__Tâche demandée A__
Recopiez les lignes des enregistrements allant de celle qui contient « Target: blue sky » jusqu'à la fin des enregistrements, bornes incluses, en changeant « farthest from its outline » en « most distant from its outline » sans rien modifier d'autre.

Sainte-Pélagie, octobre.

Ta description de Paul à table m'enchante. Que ne suis-je avec vous deux! Cependant mon absence aura cela de bon, que tu t'accoutumeras à te passer de moi pour toutes les affaires.

Je reçois des visites qui me font perdre un temps bien précieux. C'est à présent surtout que mes journées sont chères. Ta tante m'a fait demander si je tenais beaucoup à la voir.

Les chansons de Béranger, tirées à dix mille exemplaires, ont été vendues en huit jours. On en fait une autre édition. On lui a ôté sa place; il s'en moque: il en trouvera d'autres chez des banquiers ou négociants, ou dans des administrations particulières. Il était là simple copiste expéditionnaire. On ne sait s'il sera inquiété; je ne le crois pas. Il a pourtant chanté des choses qui ne se peuvent dire en prose.

Mes drogues se vendent aussi très-bien, et le marchand est venu m'annoncer ici que nous pourrions bientôt compter ensemble. Je crois que j'ai bien fait de m'en tenir au marché à moitié. On le dit honnête homme; et c'est pour commencer. Je le tiens par l'espérance.

A MADAME COURIER.

Le 3 ou 4 novembre 1821.

Violet-le-Duc m'est venu voir avec Bobée. Il veut avoir mes notes sur Boileau. Je serai obligé de leur donner quelque chose qui me fera perdre un temps infiniment précieux.

__Tâche demandée B__
D'après le texte cité, en combien de jours les chansons de Béranger tirées à dix mille exemplaires ont-elles été vendues ?

(Enregistrements conservés)
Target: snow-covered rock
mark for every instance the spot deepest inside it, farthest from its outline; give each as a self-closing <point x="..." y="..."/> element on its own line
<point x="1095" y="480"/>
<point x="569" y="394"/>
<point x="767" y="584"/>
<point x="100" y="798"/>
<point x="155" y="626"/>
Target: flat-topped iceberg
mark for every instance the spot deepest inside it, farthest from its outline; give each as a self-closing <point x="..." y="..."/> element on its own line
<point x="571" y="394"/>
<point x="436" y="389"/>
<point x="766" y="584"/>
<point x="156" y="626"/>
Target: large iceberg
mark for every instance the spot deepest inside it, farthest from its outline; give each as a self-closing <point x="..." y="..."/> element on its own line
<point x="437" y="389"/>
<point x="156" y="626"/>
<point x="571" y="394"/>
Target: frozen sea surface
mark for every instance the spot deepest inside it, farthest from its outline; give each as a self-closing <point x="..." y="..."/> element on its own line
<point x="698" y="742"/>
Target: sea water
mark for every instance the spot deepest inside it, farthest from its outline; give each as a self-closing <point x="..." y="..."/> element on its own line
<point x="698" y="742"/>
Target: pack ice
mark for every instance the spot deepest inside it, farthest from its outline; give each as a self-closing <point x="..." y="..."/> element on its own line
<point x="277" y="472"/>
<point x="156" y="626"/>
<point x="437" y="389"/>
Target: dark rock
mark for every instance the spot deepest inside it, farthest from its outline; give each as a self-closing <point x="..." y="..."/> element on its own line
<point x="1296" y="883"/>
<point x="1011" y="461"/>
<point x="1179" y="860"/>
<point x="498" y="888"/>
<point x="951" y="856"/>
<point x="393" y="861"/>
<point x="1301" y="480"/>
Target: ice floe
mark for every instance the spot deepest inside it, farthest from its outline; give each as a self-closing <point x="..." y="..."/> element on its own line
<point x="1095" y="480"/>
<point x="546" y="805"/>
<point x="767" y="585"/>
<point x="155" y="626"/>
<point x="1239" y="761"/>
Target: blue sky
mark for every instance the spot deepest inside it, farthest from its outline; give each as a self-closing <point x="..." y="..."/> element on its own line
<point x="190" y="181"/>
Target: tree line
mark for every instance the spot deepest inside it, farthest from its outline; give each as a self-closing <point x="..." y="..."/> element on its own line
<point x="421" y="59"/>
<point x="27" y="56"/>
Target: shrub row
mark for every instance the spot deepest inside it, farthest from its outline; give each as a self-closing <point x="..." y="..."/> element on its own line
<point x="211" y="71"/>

__Résultat attendu A__
Target: blue sky
mark for every instance the spot deepest inside it, most distant from its outline; give each as a self-closing <point x="..." y="..."/> element on its own line
<point x="190" y="181"/>
Target: tree line
mark for every instance the spot deepest inside it, most distant from its outline; give each as a self-closing <point x="..." y="..."/> element on its own line
<point x="421" y="59"/>
<point x="27" y="56"/>
Target: shrub row
mark for every instance the spot deepest inside it, most distant from its outline; give each as a self-closing <point x="..." y="..."/> element on its own line
<point x="211" y="71"/>

__Résultat attendu B__
En huit jours.